Problem
Could you retype every entry below exactly as written?

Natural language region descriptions
##############################

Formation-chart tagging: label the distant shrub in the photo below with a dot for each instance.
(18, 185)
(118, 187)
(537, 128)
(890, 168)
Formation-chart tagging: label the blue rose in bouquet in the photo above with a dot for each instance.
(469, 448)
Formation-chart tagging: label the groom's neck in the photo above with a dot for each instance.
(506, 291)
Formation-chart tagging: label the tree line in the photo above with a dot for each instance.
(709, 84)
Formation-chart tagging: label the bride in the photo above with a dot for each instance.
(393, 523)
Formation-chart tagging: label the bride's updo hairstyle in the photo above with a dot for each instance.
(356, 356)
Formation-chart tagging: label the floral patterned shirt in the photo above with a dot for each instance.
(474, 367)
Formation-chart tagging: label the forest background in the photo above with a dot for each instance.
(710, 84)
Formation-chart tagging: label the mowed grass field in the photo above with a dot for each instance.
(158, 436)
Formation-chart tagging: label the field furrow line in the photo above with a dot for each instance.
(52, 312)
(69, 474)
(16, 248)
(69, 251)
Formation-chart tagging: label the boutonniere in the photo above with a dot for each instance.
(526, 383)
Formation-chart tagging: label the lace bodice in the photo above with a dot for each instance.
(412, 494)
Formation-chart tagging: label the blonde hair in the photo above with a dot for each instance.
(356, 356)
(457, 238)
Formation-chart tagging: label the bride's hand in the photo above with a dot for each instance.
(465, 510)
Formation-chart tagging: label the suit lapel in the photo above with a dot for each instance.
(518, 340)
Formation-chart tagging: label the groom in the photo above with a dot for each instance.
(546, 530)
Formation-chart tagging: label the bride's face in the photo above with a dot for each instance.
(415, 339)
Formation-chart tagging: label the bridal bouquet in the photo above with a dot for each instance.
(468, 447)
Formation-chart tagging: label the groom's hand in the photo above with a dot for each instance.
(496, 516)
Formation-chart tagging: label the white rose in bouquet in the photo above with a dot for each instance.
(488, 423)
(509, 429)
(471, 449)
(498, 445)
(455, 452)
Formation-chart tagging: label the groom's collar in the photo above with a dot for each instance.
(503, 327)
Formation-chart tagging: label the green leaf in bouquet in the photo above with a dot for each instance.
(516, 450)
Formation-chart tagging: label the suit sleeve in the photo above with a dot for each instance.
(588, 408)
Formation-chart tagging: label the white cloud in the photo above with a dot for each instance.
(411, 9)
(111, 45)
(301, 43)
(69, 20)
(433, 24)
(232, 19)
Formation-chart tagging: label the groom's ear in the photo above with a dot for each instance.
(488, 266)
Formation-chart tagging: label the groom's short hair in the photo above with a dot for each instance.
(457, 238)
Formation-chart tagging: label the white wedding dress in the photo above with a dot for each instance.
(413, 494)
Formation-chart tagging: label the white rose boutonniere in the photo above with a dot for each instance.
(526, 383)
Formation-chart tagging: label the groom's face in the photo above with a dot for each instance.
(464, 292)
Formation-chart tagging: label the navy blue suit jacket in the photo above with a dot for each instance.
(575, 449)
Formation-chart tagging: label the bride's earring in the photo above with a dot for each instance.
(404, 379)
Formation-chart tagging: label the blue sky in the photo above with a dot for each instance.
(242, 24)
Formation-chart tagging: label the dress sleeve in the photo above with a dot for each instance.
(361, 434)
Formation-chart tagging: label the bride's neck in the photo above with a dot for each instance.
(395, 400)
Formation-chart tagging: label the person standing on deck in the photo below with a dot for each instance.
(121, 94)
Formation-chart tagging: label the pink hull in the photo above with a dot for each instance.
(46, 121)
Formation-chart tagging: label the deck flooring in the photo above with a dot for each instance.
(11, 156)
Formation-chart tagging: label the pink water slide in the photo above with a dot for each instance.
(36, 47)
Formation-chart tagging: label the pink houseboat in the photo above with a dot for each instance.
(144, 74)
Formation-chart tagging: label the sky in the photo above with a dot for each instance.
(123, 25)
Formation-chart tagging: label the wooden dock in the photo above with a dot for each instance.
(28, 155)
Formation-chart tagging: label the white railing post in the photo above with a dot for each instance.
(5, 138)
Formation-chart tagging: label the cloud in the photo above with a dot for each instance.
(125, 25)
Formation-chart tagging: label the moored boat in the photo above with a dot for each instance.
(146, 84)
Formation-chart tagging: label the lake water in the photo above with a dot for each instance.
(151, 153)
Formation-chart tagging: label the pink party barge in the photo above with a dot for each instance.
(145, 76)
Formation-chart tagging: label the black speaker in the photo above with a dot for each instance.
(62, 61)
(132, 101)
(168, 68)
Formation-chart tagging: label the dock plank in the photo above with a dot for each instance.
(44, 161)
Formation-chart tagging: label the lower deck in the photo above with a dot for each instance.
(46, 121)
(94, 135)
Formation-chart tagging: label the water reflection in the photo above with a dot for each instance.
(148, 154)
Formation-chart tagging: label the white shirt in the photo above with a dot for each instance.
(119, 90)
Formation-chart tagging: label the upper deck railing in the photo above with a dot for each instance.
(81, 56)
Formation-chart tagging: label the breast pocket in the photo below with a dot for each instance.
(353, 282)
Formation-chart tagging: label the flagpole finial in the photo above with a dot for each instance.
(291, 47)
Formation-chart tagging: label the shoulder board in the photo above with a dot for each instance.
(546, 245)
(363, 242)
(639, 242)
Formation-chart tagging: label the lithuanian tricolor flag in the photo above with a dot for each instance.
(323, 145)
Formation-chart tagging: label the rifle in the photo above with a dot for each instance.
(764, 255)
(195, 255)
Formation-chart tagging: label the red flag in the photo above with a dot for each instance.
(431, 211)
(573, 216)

##############################

Problem solution
Formation-chart tagging: label the distant shrub in the photo below with a dot for each instance.
(18, 185)
(118, 187)
(537, 128)
(890, 168)
Formation-chart tagging: label the blue rose in bouquet in the photo above with a dot for each instance.
(469, 448)
Formation-chart tagging: label the groom's neck in the photo above with a dot for each instance.
(506, 291)
Formation-chart tagging: label the tree line in the photo above with a dot for each instance.
(709, 84)
Formation-chart tagging: label the bride in the photo above with a dot for each instance.
(393, 523)
Formation-chart tagging: label the bride's updo hairstyle in the photo above with a dot for each instance.
(356, 356)
Formation-chart tagging: label the floral patterned shirt in the photo above with a dot for each instance.
(474, 367)
Formation-chart tagging: label the forest background in the photo above with a dot for each instance.
(710, 84)
Formation-chart tagging: label the mowed grass field in the photo above with a dot for each instance.
(158, 436)
Formation-chart tagging: label the field furrow line in the photo above with a dot for each instance.
(52, 312)
(69, 474)
(16, 248)
(69, 251)
Formation-chart tagging: label the boutonniere in the photo above with a dot for each instance.
(526, 383)
Formation-chart tagging: label the lace bodice in the photo above with a dot for each instance.
(412, 494)
Formation-chart tagging: label the blonde hair in the photo above with a dot for each instance.
(356, 356)
(457, 238)
Formation-chart tagging: label the bride's hand in the photo above with a dot for each instance.
(465, 510)
Formation-chart tagging: label the suit lapel in the photo above with a dot for each instance.
(518, 340)
Formation-chart tagging: label the groom in the photo above with a dot for each instance.
(546, 530)
Formation-chart tagging: label the bride's face in the photo above with a dot for each instance.
(415, 339)
Formation-chart tagging: label the bridal bouquet in the photo above with a dot for each instance.
(468, 447)
Formation-chart tagging: label the groom's hand in the photo above with a dot for each instance.
(496, 516)
Formation-chart tagging: label the white rose in bouquet in the photo above with a dot for each instance.
(488, 423)
(509, 429)
(471, 449)
(498, 445)
(455, 452)
Formation-chart tagging: label the groom's collar in the photo above with a dot for each instance.
(503, 327)
Formation-chart tagging: label the green leaf in bouquet in the photo above with a dot for each instance.
(516, 450)
Formation-chart tagging: label the suit sleeve in the photo above with a dot for each instance.
(588, 408)
Formation-chart tagging: label the white cloud in the photo above with a dot for each instance.
(411, 9)
(111, 45)
(301, 43)
(69, 20)
(433, 24)
(232, 19)
Formation-chart tagging: label the groom's ear in the photo above with a dot for each instance.
(488, 266)
Formation-chart tagging: label the groom's short hair in the photo above with a dot for each instance.
(457, 238)
Formation-chart tagging: label the white wedding dress in the photo above with a dot for each instance.
(413, 494)
Formation-chart tagging: label the white rose boutonniere in the photo above with a dot for each instance.
(526, 383)
Formation-chart tagging: label the groom's face in the photo above with a dot for each instance.
(464, 292)
Formation-chart tagging: label the navy blue suit jacket in the photo above with a dot for each instance.
(575, 449)
Formation-chart tagging: label the bride's earring in the photo above with a dot for each instance.
(404, 379)
Formation-chart tagging: label the blue sky in the photo above with a dot for each instance.
(242, 24)
Formation-chart tagging: label the dress sleeve in the photo above with a dot for each instance.
(361, 434)
Formation-chart tagging: label the bride's neck in the photo above with a dot for each instance.
(395, 400)
Formation-chart tagging: label the person standing on deck in the photo below with a dot for each instance.
(121, 94)
Formation-chart tagging: label the pink hull in the photo above with a dot for each instance.
(46, 121)
Formation-chart tagging: label the deck flooring in the photo above with a dot for each instance.
(11, 156)
Formation-chart tagging: label the pink water slide in the photo above with a dot for each instance.
(36, 47)
Formation-chart tagging: label the pink houseboat in the photo above with a dot for each instance.
(144, 74)
Formation-chart tagging: label the sky in the photo above with a dot for each instance.
(123, 25)
Formation-chart tagging: label the wooden dock in the photo above with a dot for each instance.
(28, 155)
Formation-chart tagging: label the white railing post in the photo above with a dot for each instance.
(5, 138)
Formation-chart tagging: label the cloud in the photo above with a dot for each instance.
(125, 25)
Formation-chart tagging: label the moored boat in the photo above with a dot for each instance.
(146, 84)
Formation-chart tagging: label the lake water in the photo above with a dot for each instance.
(151, 153)
Formation-chart tagging: label the pink party barge in the photo above with a dot for each instance.
(145, 76)
Formation-chart tagging: label the black speaker in the photo above with a dot for each instance.
(62, 61)
(132, 101)
(168, 68)
Formation-chart tagging: label the dock plank in the photo above with a dot for each instance.
(44, 161)
Formation-chart tagging: label the lower deck in the photo above with a dot for each instance.
(46, 121)
(94, 135)
Formation-chart tagging: label the water reflection in the photo above with a dot for each instance.
(148, 154)
Formation-chart tagging: label the white shirt in the photo above with a dot for each instance.
(119, 90)
Formation-chart tagging: label the upper deck railing in the photo above with a dot for each instance.
(81, 56)
Formation-chart tagging: label the breast pocket in the photo below with a dot for each instance.
(353, 282)
Formation-chart tagging: label the flagpole finial in the photo above with a dot for each instance.
(291, 47)
Formation-chart tagging: label the shoulder board in the photo above with a dot for each instance.
(546, 245)
(363, 242)
(639, 242)
Formation-chart tagging: label the lithuanian tricolor flag in the photo above with a dot for each instance.
(323, 145)
Formation-chart tagging: label the rifle in the photo above with a dot for each instance.
(764, 255)
(195, 255)
Formation-chart tagging: label the red flag in the photo above with a dot for each instance.
(431, 211)
(573, 216)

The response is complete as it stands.